[Records for labeling outlines]
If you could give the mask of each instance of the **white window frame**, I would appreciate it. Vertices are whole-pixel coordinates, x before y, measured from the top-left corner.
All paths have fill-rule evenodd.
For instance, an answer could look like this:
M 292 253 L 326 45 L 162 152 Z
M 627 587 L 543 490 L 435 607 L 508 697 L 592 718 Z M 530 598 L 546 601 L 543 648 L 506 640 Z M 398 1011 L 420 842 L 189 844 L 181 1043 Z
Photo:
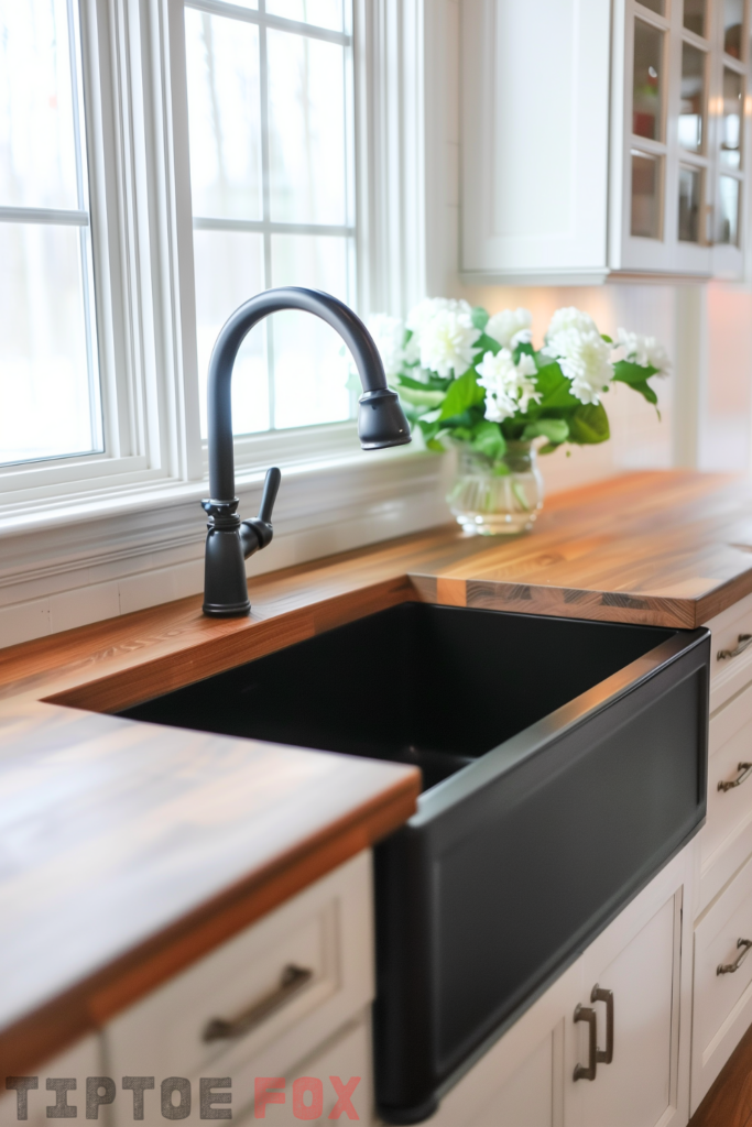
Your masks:
M 423 0 L 354 2 L 362 314 L 404 312 L 425 292 L 422 9 Z M 127 496 L 145 504 L 150 491 L 185 491 L 206 476 L 184 0 L 80 0 L 80 21 L 105 453 L 3 468 L 0 521 L 87 499 L 97 511 L 108 497 L 115 507 Z M 354 420 L 236 441 L 239 476 L 271 462 L 313 472 L 351 459 L 359 459 Z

• **TO BE DONE**:
Copy out the material above word for word, but leave out the pictures.

• **RESULT OF THE EXERCISE**:
If you could give the mask of each instance of the **white window frame**, I would appreciate it. Vertices are whole-pixel coordinates, x before y, measured from the top-left corner.
All paths have fill-rule evenodd.
For instance, an answer could look like this:
M 292 253 L 326 45 L 162 152 Z
M 627 587 L 543 490 L 435 607 L 508 697 L 592 718 Z M 530 598 L 546 601 L 543 648 L 506 640 Z M 398 1011 L 420 842 L 189 844 L 181 1043 Z
Photo:
Your masks:
M 423 0 L 354 2 L 362 314 L 404 312 L 425 292 L 422 9 Z M 127 496 L 145 504 L 150 491 L 185 491 L 206 476 L 184 0 L 80 0 L 80 21 L 105 453 L 3 468 L 0 521 L 87 499 L 97 511 L 108 497 L 115 507 Z M 354 420 L 236 441 L 239 476 L 271 462 L 313 472 L 351 459 L 359 459 Z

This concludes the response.